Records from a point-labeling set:
"""

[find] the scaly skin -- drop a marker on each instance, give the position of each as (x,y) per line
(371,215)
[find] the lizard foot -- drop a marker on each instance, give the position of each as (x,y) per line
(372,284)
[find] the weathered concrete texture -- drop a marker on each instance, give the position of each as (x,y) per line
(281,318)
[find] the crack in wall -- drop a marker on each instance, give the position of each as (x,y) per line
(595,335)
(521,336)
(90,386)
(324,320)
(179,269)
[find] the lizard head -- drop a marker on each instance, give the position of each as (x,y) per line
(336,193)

"""

Task directions: Could you reproduce all of the material above in full, requests included, but offset every x and y coordinate in the answers by adding 4 to it?

Task response:
[find] the scaly skin -- drop a marker on each instance, give the position of each as (x,y) per line
(375,219)
[find] the lizard foot -- drop a marker on each instance, give the position of each as (x,y) per line
(376,288)
[find] the weathered concrete texture -- drop a marker on each instance, give the position of each as (x,y) per line
(285,322)
[find] the crack in wall -- drop a marker on each instance, give the position of each as (x,y) per line
(599,339)
(525,340)
(94,390)
(328,324)
(183,273)
[find] the lizard head -- drop a marker on each instance, give the position of each as (x,y) per line
(340,197)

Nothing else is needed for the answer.